Dataset records
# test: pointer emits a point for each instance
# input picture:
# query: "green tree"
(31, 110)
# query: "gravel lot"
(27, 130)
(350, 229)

> [Task directions]
Repeat the data above. Change nothing.

> [Task answer]
# test: pointer emits a point for each instance
# input picture:
# query: "green tree"
(31, 110)
# query: "gravel lot"
(27, 130)
(350, 229)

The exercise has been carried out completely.